=== Required action ===
Read through the data and report every line in which the word "muffin" occurs.

(Saved entries)
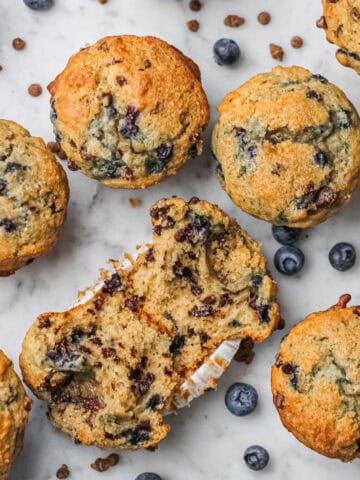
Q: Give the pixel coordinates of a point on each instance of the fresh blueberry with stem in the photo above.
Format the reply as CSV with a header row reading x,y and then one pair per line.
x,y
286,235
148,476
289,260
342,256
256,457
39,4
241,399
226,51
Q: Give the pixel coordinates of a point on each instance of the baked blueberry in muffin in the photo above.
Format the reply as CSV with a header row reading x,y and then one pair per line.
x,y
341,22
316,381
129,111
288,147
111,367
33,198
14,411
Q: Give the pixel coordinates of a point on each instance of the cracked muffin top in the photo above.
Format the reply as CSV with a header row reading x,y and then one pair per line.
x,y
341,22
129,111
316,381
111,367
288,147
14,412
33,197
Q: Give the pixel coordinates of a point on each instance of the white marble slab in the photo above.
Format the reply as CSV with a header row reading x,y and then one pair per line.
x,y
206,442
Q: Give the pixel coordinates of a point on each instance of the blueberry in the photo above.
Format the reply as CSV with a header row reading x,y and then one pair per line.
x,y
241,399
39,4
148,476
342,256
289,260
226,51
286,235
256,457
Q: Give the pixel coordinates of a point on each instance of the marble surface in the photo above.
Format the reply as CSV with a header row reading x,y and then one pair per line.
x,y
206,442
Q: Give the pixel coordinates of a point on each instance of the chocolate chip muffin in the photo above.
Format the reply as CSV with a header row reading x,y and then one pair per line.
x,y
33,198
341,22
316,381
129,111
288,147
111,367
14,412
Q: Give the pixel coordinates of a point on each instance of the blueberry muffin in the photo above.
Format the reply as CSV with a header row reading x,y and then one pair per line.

=== Task response ===
Q: Give the pixel coordinates of a point on each instance of the baked blueberry in muffin in the photo above.
Q: Give the pixel coordinates of a point on each instance of the cracked muffin top in the photo above.
Q: Give the pixel coordinates of a point on each instance of the chocolate chip muffin in the photo above.
Q: Give the pixel coordinates of a point on each instance of the blueberry muffin in the photo above.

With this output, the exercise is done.